→ SELECTION
====
This is an example of a dividend-paying whole life insurance policy from Guardian which illustrates the fact that the net cash value and death benefit grow at the same time that the base policy annual premiums fall. This is due to the policy becoming a paid-up policy in year 8. In other words, after 7 years the policyowner no longer has to pay out of pocket for their insurance because the dividends have grown to be larger than the annual premium. At this point, there is no risk of the policy lapsing which means MakerDAO has no risk of loss since the policy is guaranteed to be worth more every year. MakerDAO can use the SPV to lend 25% of the death benefit to the borrower by using a collateral assignment of life insurance. For instance, a reduced paid-up policy with a $1 million death benefit and $100k in life insurance loans. The SPV can loan $250k based on the death benefit minus any outstanding life insurance loan plus a 10% loan origination fee. The outstanding life insurance loans should be paid off before the borrower gets the money to mitigate interest from accruing which allows MakerDAO to collect all of the dividends. The loan origination fee is similar to that of a home equity loan origination fee but much higher because MakerDAO is going to be paid annually rather than monthly. Hence, $250k - $100k - $25k = $125k lent at 6-7%.
====
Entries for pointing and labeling

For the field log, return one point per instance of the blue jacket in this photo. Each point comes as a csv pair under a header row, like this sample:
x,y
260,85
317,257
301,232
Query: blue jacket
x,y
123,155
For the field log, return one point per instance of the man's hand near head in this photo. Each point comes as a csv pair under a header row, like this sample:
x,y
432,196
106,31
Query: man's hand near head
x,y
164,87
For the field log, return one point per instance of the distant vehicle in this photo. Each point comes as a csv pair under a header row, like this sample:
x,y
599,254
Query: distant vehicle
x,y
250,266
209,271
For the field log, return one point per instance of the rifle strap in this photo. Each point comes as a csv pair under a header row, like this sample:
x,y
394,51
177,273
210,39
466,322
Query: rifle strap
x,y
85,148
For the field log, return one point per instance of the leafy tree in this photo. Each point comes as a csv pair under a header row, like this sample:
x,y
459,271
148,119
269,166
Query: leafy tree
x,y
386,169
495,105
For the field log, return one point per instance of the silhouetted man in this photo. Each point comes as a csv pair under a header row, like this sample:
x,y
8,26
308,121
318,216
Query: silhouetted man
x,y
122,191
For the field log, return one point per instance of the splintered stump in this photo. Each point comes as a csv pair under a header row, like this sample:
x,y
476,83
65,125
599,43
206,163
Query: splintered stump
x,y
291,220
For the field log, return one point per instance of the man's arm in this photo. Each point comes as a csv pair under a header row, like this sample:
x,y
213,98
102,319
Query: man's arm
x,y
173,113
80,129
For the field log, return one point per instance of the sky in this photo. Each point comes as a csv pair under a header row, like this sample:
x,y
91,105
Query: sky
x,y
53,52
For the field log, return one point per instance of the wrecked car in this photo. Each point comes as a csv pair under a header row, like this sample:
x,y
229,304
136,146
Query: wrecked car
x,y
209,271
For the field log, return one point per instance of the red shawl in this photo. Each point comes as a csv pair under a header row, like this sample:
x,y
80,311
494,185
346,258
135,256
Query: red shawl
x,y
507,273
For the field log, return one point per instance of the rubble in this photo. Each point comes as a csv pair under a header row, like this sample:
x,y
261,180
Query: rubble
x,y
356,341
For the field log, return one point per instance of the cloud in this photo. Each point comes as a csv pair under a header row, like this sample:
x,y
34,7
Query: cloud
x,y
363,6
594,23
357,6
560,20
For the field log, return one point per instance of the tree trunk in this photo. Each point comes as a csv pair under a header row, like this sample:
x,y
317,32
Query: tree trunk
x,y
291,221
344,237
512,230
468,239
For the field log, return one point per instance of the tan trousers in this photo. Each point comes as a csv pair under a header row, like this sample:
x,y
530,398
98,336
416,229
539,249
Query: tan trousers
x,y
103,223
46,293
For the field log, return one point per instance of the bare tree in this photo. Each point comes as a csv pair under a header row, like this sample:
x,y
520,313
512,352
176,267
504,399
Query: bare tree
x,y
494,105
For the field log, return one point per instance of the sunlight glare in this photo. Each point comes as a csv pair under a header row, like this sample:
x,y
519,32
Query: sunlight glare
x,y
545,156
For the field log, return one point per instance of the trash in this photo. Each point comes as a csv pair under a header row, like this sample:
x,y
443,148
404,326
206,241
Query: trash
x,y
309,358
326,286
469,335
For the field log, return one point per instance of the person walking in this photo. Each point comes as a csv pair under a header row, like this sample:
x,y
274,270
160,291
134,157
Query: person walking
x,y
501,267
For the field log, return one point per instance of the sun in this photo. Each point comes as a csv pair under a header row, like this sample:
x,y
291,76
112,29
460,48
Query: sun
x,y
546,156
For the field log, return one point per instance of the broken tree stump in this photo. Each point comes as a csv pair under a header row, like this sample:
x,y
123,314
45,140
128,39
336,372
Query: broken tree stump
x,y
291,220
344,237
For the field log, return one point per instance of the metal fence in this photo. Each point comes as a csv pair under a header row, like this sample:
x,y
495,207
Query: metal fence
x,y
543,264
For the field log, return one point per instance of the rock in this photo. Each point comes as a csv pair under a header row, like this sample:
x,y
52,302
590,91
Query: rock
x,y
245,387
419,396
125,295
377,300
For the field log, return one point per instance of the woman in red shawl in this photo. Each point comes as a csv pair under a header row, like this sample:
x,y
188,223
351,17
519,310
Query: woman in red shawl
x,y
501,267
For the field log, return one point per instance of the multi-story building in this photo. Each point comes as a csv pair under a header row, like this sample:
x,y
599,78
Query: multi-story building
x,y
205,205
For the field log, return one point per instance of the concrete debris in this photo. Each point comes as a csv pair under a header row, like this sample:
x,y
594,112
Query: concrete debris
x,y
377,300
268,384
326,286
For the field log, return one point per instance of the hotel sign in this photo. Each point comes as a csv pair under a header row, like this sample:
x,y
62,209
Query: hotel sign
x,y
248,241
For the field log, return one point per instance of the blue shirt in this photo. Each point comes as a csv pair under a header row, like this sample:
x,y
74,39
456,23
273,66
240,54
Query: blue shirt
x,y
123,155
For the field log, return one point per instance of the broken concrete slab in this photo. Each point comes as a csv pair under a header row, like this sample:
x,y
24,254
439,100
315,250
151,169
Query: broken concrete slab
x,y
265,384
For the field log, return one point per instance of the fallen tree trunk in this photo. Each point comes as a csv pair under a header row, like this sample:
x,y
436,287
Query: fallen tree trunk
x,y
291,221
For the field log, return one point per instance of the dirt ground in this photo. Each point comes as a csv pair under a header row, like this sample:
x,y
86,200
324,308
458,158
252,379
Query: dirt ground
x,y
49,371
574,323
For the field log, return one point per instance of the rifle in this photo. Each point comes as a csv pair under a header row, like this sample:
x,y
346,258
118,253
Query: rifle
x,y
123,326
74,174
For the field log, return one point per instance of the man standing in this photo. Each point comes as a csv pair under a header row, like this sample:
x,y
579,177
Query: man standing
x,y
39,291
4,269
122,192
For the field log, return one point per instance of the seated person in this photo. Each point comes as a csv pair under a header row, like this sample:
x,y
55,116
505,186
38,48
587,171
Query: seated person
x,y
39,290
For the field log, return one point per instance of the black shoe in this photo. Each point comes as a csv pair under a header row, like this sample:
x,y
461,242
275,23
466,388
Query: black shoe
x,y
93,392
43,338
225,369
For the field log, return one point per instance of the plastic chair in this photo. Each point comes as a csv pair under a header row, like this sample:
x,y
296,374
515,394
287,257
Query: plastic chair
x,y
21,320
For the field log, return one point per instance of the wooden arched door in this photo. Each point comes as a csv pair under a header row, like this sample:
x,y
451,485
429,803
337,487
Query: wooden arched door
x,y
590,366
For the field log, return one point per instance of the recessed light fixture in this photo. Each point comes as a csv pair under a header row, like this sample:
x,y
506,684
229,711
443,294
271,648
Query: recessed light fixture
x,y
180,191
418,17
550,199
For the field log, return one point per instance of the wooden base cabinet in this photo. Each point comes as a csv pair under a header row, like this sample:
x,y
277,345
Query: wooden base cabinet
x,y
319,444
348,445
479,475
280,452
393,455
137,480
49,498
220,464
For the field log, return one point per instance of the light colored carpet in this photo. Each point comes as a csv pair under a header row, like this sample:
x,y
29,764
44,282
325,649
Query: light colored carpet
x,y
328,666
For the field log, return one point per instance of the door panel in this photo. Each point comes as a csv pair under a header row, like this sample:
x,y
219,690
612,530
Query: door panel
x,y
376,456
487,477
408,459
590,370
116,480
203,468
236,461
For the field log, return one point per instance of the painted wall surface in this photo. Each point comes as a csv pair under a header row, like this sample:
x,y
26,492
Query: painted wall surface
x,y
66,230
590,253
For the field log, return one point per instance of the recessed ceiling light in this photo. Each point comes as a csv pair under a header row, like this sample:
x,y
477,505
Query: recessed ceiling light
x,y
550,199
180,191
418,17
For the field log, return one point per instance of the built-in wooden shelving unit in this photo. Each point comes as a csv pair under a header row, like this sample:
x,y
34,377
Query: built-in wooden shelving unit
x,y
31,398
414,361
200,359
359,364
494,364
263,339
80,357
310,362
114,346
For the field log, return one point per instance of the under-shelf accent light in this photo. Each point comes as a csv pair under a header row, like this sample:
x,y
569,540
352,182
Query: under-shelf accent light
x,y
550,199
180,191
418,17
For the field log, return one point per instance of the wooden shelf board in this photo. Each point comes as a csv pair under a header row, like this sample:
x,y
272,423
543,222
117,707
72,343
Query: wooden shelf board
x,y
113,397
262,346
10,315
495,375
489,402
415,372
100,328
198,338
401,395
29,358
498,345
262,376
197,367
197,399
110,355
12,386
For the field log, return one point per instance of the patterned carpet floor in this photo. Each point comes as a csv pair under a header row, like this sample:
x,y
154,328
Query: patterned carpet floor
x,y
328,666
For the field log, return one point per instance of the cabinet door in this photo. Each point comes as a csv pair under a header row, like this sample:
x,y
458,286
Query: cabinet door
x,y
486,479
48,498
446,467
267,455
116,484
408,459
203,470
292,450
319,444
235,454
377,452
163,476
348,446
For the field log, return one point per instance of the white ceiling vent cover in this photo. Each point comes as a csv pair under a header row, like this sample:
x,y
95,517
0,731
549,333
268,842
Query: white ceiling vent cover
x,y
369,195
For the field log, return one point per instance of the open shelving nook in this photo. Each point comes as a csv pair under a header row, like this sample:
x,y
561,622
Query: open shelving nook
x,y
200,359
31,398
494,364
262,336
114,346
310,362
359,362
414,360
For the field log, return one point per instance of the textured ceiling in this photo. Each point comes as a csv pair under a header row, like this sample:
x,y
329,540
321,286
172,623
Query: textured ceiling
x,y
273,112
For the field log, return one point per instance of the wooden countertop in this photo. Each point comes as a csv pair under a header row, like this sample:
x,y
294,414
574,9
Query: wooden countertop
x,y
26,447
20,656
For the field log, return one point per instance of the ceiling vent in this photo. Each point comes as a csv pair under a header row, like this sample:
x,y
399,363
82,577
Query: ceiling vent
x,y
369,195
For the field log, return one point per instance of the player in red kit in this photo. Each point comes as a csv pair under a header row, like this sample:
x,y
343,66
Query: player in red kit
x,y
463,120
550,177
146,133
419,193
====
→ WRITTEN PROBLEM
List each distinct dollar amount mentioned in the text on whole life insurance lending, giving each one once. The records are material apart from the text on whole life insurance lending.

→ FULL SOLUTION
$1 million, $100k, $250k, $25k, $125k